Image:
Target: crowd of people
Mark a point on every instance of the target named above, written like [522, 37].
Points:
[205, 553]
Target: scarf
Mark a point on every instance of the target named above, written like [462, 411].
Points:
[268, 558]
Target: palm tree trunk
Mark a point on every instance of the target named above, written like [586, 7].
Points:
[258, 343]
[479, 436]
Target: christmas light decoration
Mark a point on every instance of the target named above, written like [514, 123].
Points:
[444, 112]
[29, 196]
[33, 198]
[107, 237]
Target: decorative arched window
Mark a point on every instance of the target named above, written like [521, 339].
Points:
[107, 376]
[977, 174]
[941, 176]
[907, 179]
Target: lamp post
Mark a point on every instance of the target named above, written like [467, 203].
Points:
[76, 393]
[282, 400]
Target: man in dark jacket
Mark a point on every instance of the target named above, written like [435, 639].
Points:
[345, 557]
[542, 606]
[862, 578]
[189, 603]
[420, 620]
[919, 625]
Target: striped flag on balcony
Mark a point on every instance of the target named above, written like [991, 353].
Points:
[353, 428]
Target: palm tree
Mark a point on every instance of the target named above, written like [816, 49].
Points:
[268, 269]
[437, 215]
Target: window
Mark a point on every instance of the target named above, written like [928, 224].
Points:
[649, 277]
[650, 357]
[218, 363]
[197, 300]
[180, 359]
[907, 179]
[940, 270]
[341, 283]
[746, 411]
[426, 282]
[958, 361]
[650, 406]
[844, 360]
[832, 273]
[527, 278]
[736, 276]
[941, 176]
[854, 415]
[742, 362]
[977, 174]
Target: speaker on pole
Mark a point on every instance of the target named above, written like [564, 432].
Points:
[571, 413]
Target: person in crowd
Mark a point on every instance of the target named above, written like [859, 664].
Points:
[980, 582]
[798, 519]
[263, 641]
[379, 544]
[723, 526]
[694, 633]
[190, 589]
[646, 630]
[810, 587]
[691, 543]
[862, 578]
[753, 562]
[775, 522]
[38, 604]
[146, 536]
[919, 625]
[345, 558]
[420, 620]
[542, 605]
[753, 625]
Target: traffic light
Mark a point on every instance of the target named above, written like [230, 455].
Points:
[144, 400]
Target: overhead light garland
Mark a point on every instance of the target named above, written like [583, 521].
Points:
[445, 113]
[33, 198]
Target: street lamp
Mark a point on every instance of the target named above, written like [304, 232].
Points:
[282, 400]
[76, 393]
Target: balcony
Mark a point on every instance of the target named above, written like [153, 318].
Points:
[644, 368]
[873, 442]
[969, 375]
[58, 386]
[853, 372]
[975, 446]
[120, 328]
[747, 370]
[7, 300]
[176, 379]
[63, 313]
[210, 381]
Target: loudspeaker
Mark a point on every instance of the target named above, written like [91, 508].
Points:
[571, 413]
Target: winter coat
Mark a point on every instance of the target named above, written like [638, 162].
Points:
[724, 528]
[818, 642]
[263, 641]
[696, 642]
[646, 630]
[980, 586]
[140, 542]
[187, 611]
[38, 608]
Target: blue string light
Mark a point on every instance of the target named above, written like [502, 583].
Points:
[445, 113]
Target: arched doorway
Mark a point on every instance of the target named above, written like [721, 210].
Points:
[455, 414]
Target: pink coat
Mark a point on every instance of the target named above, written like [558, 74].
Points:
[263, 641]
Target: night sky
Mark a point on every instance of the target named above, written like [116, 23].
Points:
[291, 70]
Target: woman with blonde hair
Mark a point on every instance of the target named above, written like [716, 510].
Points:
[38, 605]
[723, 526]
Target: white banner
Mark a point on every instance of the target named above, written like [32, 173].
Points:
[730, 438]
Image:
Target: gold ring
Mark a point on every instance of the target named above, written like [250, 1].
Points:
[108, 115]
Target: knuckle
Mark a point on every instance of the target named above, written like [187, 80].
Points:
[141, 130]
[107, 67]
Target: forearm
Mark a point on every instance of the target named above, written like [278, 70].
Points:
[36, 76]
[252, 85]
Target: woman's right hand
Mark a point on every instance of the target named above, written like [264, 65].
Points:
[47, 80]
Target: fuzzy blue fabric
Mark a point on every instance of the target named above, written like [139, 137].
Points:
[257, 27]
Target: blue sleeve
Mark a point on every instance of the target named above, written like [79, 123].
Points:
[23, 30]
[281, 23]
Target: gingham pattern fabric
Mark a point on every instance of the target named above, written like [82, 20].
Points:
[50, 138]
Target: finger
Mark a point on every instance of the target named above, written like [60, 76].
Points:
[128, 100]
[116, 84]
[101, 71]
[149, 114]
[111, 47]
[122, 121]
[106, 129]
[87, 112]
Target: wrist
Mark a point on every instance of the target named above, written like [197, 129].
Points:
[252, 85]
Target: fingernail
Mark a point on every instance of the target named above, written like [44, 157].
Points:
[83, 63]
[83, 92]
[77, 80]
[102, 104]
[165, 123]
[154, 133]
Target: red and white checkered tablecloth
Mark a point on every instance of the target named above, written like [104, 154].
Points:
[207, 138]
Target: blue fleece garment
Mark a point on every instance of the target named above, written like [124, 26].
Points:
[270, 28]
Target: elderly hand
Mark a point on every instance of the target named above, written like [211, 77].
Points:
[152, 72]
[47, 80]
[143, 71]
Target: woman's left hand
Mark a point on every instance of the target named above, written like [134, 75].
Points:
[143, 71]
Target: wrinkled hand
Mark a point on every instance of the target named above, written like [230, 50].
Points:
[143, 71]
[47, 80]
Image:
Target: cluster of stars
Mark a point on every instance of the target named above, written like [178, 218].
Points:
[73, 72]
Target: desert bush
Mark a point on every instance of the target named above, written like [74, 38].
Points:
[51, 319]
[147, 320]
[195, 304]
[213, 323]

- - -

PROBLEM TO WORK ON
Exactly as written, give again every line from the one containing "Target: fingernail" through the last line of the material above, and no other lines.

CORRECT ANSWER
Target: fingernail
Mark a point on every instance of the target named above, written like [44, 157].
Points:
[83, 63]
[83, 92]
[77, 80]
[102, 104]
[165, 123]
[154, 133]
Target: red and white checkered tablecloth
Mark a point on every instance of the target named above, written like [104, 154].
Points:
[207, 138]
Target: blue fleece garment
Mark a point on every instance of the target named above, written like [124, 26].
Points:
[270, 28]
Target: elderly hand
Mark a point on every instance of the target named above, written like [211, 77].
Points:
[152, 72]
[47, 80]
[143, 71]
Target: woman's left hand
Mark a point on every instance of the target named above, written like [134, 75].
Points:
[143, 71]
Target: wrinkled hand
Mark a point on every instance of the target named above, written like [230, 50].
Points:
[143, 71]
[47, 80]
Image:
Target: cluster of stars
Mark a point on every instance of the target named above, written like [178, 218].
Points:
[73, 72]
Target: desert bush
Mark a point on every instance of the target named above, written like [74, 38].
Points:
[51, 319]
[147, 320]
[195, 304]
[213, 323]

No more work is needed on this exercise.